### Your tasks:
(1) In the countdown of movie death scenes, where is Sonny Corleone heading when he is stopped at a toll booth?
(2) Carry on the countdown of movie death scenes from its final sentence.

### Source extract:

◆ ◆ ◆ ◆ ◆

The Top 10 Cinematic Ways to Die

September 14, 2010

Let's be honest, when we go to the movies, we don't mind seeing people get blown up, decapitated, or thrown off a ledge.  It's these uniquely cool death scenes that made going to the movies during the era of bad '80s action movies worthwhile.  Well, that along with memorable one-liners and exploitative nude scenes.  In honor of the season premiere of 1000 Ways to Die, on Tuesday, September 14 at 10PM/9c, we're saluting some of these great moments.  Let the bedlam begin!

Source: Gramercy Pictures

 

10. Dennis Hopper and Peter Fonda (Easy Rider)

Source: Columbia Pictures

It's a stoned groove, man.  Follow the adventures of Billy and Captain America as they smuggle cocaine from Mexico to Los Angeles and discover America in the process.  Directed by Dennis Hopper, Easy Rider became the voice of a generation and all but invented the independent film movement, but that's not what we're here to talk about.  As they make their way across the country Billy and the Captain smoke "grass," make love with beautiful women on communes, and introduce a young Jack Nicholson to the ways of the wacky tobacky.  But it's the film's final moments that resonate all these years later.  Following the untimely baseball bat death of Nicholson's character, Captain and Billy return to the glory of the highway only to be accosted by a bunch of hillbillies in a pickup truck carrying a loaded shotgun.  Idle threats quickly turn to mayhem as Billy is blasted off his motorcycle and left with a gaping wound in his gut.  When the Captain attends to his dying friend, the hillbillies return and blast him as well, thus ending their journey in an abrupt and cold manner.  Ride on, Easy Riders.

 

9. James Caan (The Godfather)

Source: Paramount Pictures

Shhh, don't tell anyone that the Jewish guy from the Bronx is playing the eldest son to cinema's preeminent Italian family.  By the time James Caan (a.k.a. "Sonny Corleone") bit the big one in Francis Ford Coppola's The Godfather he had been beaten around like a rag doll with a volley of "machine gun" fire, employing the largest number of "squibs" used in a scene since Bonnie & Clyde.  The Godfather's epic tale of you-came-at me-so-now-I'm-going-to-come-at-you backfires for the Corleone family when Don Barzini orders a hit on the dynamic and hotheaded Sonny Corleone.  As he heads to a meeting at New York's Jones Beach he is stopped at a toll booth and unloaded upon by a countless number of Tommy guns.  Shortly after Sonny Corleone was seen doing TV spots for the Swiss cheese people.

◆ ◆ ◆ ◆ ◆

### Recorded data:
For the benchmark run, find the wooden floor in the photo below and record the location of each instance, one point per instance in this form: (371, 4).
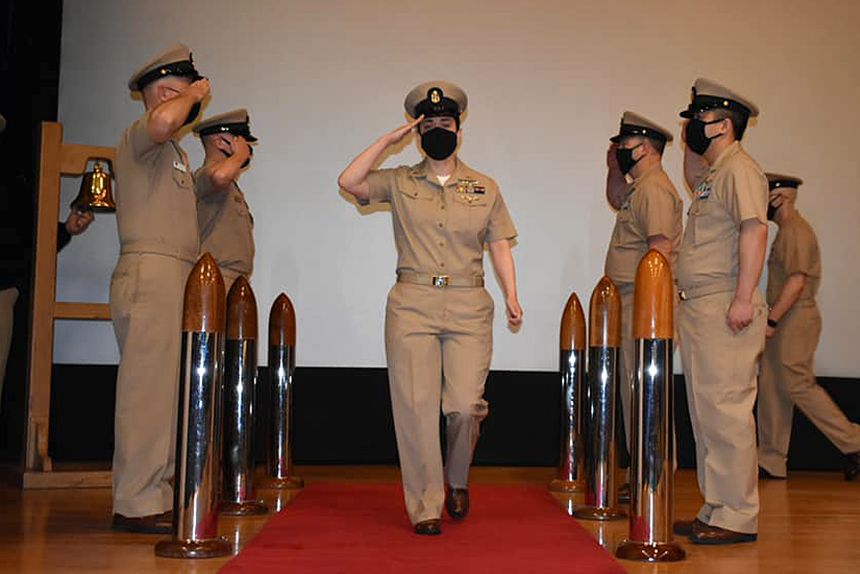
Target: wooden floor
(810, 523)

◆ ◆ ◆ ◆ ◆

### Solved tasks:
(1) To a meeting at New York's Jones Beach.

(2)
 

8. Mel Gibson (Braveheart)

Source: Paramount Pictures

They may take our lives, but they'll never take our FREEEEEEEEEEDOOOOOOOOOOOOM! or so bellowed Mel Gibson during a climactic battle in the Oscar-winning Braveheart.   Yes, that's right.  Before he was getting arrested in Malibu and having his conversations recorded, Mel Gibson was a decorated actor and filmmaker.  Taking on the lead role of "William Wallace," the legendary Scottish hero, Gibson's character butted up against the English left and right all in the hopes of gaining a little peace for the Scots.  Unwilling to compromise he takes on King Edward's Longshanks army head on, only to be set up by his friend Robert the Bruce.  Captured and tried for high treason, Wallace is executed . . . but only if it were that easy.  Wallace (and most of this is witnessed off-camera) was hung, eviscerated with his bowels burned before him, and then beheaded before being cut into four parts.  The real Wallace also had his head preserved in tar before being placed upon a spike on London Bridge.  Gibson's portrayal of the torture sequence left us in tears, but have no fear, we still get to see most of the good stuff.

 

7. John Hurt (Alien)

Source: 20th Century Fox

Some people prefer Ridley Scott's Alien, while others prefer James Cameron's Aliens, but only one has a chestburster and the iconic John Hurt.  As a crew member of the spaceship Nostromo, a commercial towing ship, Hurt is the first one of the crew to go down on what becomes something reminiscent of Agatha Christie's Ten Little Indians. During a crew meal, Hurt's character "Kane" falls violently ill, only to have an alien creature leap out of his chest cavity.  How's that for high drama?  Needless to say, Kane does not survive the gaping wound in his chest left by the deadly alien creature.  The scene was later spoofed in Mel Brooks' Spaceballs, in which Hurt states in his best British accent, "Oh, no. Not again," right before this chestburster runs off and sings "Hello, Ma Baby" à la Michigan J. Frog.

 

6. Warren Beatty and Faye Dunaway (Bonnie and Clyde)

Source: Warner Bros.

This movie broke all the rules.  Sex, violence, um . . . violence.  Not to mention the fact that it has the once-ravishing beauty Faye Dunaway in it.  This is pre-Mommy Dearest, mind you.  When two of the original gangsters, Bonnie and Clyde, take to the road there is no one that can stand in their way.  That is unless you're a hail of gunfire.  Set up by their good buddy, C.W.'s father, whose house they were staying at, they are left on the side of the road during a tire change, only to be unloaded upon by the police, defining the use of the term "excessive force." True to life, Bonnie Parker and Clyde Barrow, played here by Dunaway and Warren Beatty set the bar high for cinematic gangsters, but ultimately they still taught us a valuable lesson: crime doesn't pay, but it sure looks like fun!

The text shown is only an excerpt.